> **Task goal**
Copy every line of the listing below unchanged, but shift each coordinate pair in the answers by adding 49 to both values.

> **Supplied data**
--- Begin ---
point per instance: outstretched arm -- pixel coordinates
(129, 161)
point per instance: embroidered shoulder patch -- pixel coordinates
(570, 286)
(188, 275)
--- End ---
> **The answer**
point per instance: outstretched arm -- pixel coordinates
(178, 210)
point per instance: embroidered shoulder patch -- pixel coordinates
(619, 335)
(237, 324)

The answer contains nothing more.